Aim of the exercise >> Edit the data from the start up to and including the line that contains "[[767, 38]]", replacing "dark hair" with "black hair" and keeping everything else unchanged. Leave the pictures out of your answer.

◆ ◆ ◆

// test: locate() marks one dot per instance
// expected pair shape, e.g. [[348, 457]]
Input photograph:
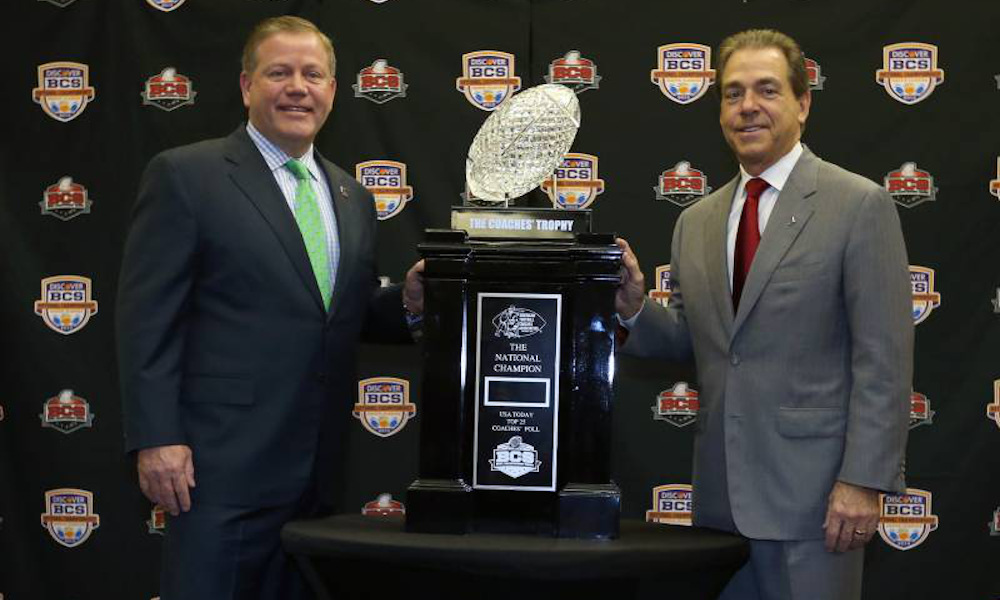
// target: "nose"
[[296, 84], [748, 103]]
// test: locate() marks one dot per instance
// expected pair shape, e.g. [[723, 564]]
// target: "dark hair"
[[767, 38]]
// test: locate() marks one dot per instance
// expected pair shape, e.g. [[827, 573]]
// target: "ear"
[[805, 101], [245, 88]]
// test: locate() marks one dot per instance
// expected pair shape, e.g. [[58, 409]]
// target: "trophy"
[[519, 327]]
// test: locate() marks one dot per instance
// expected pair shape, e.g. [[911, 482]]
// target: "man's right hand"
[[632, 289], [165, 475]]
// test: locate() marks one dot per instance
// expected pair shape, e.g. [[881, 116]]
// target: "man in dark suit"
[[247, 282], [791, 292]]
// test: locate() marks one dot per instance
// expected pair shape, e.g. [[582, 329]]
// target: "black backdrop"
[[951, 135]]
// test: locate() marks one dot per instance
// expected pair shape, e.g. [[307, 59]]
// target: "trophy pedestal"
[[517, 386]]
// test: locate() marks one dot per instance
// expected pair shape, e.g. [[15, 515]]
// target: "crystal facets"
[[522, 142]]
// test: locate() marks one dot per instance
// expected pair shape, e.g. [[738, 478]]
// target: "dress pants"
[[797, 570], [216, 552]]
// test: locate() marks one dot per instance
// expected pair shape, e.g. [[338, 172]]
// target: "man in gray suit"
[[791, 292]]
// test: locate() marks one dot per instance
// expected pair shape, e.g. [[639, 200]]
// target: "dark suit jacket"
[[809, 382], [223, 342]]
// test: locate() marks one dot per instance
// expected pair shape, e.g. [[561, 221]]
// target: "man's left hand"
[[413, 289], [851, 517]]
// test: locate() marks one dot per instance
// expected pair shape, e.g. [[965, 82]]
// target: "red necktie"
[[747, 237]]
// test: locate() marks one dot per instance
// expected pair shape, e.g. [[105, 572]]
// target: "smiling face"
[[761, 117], [290, 92]]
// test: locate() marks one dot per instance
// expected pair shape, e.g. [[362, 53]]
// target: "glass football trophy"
[[521, 144], [519, 328]]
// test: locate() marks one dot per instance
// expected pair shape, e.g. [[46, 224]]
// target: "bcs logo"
[[920, 410], [165, 5], [515, 323], [925, 299], [683, 74], [66, 412], [383, 506], [515, 458], [682, 185], [66, 304], [65, 200], [386, 180], [63, 89], [157, 523], [168, 90], [384, 405], [906, 519], [995, 183], [671, 504], [677, 406], [575, 184], [69, 516], [574, 71], [993, 410], [910, 186], [487, 78], [815, 73], [661, 293], [909, 71], [380, 83]]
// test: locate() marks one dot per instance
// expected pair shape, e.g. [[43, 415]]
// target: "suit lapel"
[[789, 217], [347, 233], [716, 232], [254, 179]]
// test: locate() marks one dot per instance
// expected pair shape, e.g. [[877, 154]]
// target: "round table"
[[357, 554]]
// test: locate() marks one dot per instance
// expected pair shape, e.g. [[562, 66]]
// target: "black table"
[[361, 557]]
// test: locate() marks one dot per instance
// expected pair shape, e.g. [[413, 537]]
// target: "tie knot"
[[301, 172], [756, 187]]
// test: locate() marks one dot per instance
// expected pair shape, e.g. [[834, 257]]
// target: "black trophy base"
[[589, 511], [439, 506], [586, 511]]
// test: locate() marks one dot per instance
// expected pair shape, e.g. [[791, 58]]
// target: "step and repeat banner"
[[906, 93]]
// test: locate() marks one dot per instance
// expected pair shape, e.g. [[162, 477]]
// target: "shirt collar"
[[275, 157], [777, 174]]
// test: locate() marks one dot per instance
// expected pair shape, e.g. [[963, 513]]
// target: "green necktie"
[[310, 222]]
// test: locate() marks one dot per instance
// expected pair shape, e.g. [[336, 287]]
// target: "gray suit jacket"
[[809, 382]]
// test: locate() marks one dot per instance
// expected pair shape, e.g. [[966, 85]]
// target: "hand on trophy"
[[413, 289], [631, 290]]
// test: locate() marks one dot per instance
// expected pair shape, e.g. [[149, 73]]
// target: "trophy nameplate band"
[[507, 223], [515, 442]]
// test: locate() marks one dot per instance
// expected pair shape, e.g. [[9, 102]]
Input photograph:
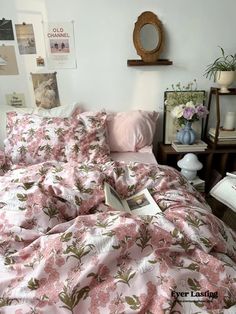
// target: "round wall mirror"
[[148, 36]]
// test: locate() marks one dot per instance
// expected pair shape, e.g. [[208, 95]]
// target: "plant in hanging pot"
[[222, 70]]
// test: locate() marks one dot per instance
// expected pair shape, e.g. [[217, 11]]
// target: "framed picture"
[[170, 125]]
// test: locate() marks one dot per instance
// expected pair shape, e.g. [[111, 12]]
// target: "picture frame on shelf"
[[170, 126]]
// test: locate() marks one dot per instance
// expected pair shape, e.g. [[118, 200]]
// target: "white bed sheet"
[[144, 155]]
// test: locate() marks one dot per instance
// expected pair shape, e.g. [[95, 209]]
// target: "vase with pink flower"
[[186, 114], [185, 105]]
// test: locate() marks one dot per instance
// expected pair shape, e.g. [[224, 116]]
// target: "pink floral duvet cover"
[[63, 251]]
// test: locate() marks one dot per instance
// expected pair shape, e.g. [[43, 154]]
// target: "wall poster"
[[8, 63], [6, 30], [45, 90], [60, 45], [25, 38]]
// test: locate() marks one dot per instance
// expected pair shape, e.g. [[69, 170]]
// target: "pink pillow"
[[88, 142], [130, 131], [33, 139]]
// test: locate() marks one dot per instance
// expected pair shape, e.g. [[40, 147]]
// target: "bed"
[[62, 250]]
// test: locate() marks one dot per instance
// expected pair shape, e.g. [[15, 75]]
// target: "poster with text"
[[8, 63], [45, 90], [60, 47], [25, 39], [6, 30], [15, 100]]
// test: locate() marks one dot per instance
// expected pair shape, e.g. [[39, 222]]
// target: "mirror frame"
[[148, 17]]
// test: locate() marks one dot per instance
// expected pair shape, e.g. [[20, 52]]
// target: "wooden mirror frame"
[[148, 17]]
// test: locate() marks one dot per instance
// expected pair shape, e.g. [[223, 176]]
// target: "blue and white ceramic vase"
[[186, 135]]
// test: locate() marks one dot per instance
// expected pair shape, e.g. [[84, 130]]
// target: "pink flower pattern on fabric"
[[64, 251]]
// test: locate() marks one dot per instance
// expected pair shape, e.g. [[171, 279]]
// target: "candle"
[[229, 122]]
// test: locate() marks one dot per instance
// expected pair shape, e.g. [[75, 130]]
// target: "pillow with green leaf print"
[[33, 139]]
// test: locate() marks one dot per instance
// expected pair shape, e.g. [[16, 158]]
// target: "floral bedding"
[[62, 250]]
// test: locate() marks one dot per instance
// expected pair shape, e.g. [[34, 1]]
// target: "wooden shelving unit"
[[140, 62], [217, 94], [220, 158]]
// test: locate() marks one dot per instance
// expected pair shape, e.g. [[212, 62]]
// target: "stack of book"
[[199, 184], [225, 137], [198, 146]]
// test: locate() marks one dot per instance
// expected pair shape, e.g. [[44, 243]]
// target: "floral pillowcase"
[[33, 139], [89, 143]]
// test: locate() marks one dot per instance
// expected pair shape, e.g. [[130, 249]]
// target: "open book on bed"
[[141, 203]]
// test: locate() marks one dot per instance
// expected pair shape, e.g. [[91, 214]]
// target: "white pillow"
[[225, 192], [61, 111]]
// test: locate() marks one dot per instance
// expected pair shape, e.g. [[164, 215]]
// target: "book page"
[[113, 199], [142, 203]]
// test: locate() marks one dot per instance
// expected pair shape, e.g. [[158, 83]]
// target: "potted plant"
[[222, 70]]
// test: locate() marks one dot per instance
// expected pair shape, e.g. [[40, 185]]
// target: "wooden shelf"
[[216, 93], [221, 158], [133, 62]]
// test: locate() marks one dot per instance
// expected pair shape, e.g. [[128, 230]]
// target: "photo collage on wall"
[[60, 54]]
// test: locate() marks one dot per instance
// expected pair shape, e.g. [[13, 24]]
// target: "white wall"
[[103, 38]]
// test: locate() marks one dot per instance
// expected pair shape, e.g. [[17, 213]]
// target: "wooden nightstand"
[[220, 158]]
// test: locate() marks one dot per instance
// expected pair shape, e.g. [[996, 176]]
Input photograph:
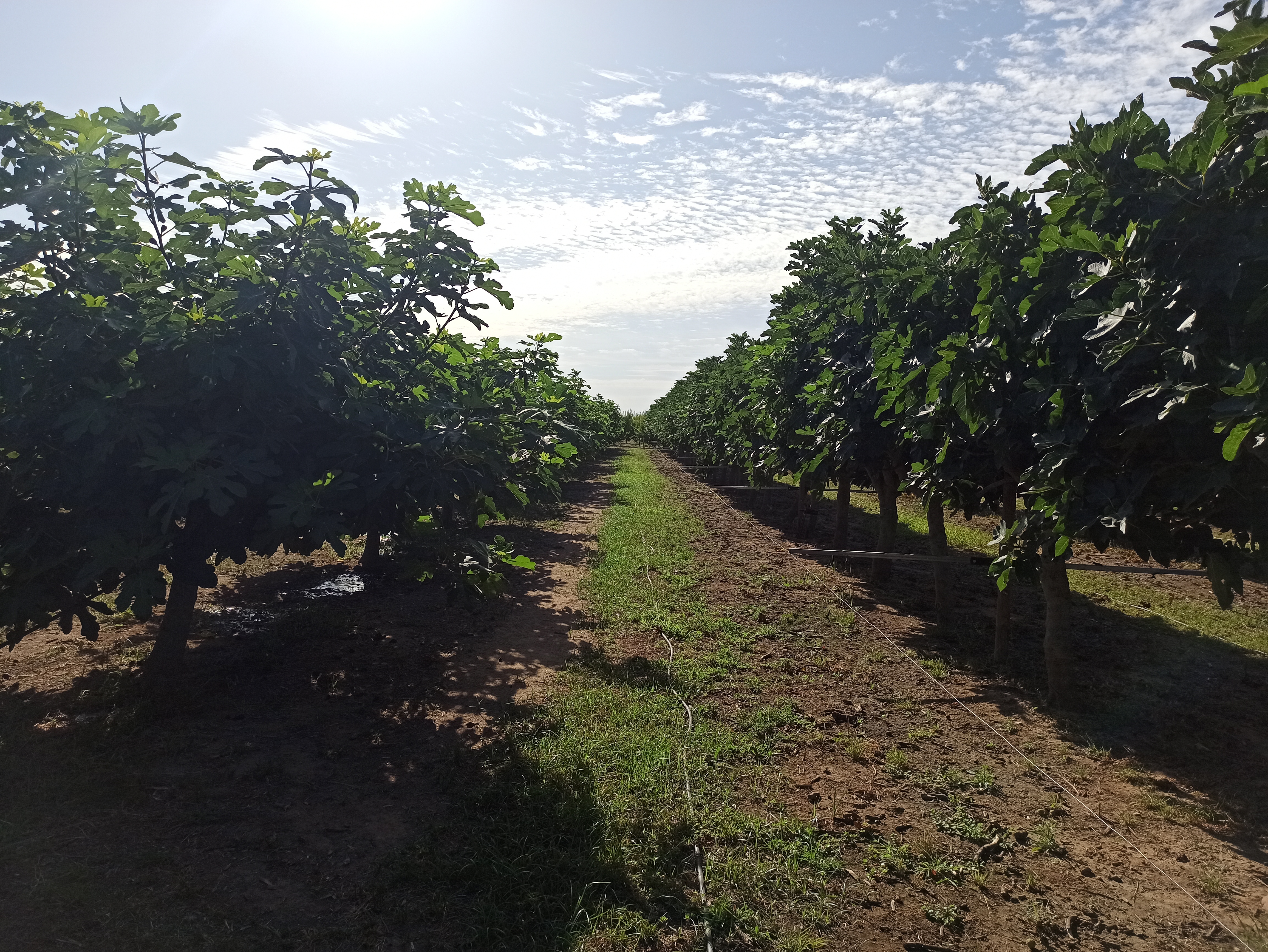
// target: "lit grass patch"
[[578, 837]]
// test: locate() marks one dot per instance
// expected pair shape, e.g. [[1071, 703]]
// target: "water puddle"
[[348, 583]]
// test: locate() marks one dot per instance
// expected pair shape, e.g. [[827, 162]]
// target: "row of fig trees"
[[193, 368], [1087, 359]]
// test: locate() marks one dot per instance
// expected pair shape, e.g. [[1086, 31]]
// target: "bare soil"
[[1171, 747], [322, 728], [326, 719]]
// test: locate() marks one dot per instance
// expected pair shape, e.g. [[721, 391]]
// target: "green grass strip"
[[581, 836]]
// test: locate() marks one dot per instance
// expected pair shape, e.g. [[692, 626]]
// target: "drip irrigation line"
[[697, 852], [1009, 743]]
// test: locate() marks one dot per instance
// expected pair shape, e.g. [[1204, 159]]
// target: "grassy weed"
[[580, 835]]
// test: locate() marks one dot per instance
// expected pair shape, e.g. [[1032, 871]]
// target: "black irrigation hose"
[[1039, 770]]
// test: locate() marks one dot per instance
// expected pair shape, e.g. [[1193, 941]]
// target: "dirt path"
[[321, 728], [892, 753]]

◆ ◆ ◆

Solution for this task >>
// test: locate() marks one dot per instance
// expected pair shape, e.g. [[348, 457]]
Input photograph:
// target: "nose"
[[296, 84], [748, 103]]
// test: locate() marks one dot per instance
// expected pair shape, e.g. [[723, 564]]
// target: "black hair"
[[767, 38]]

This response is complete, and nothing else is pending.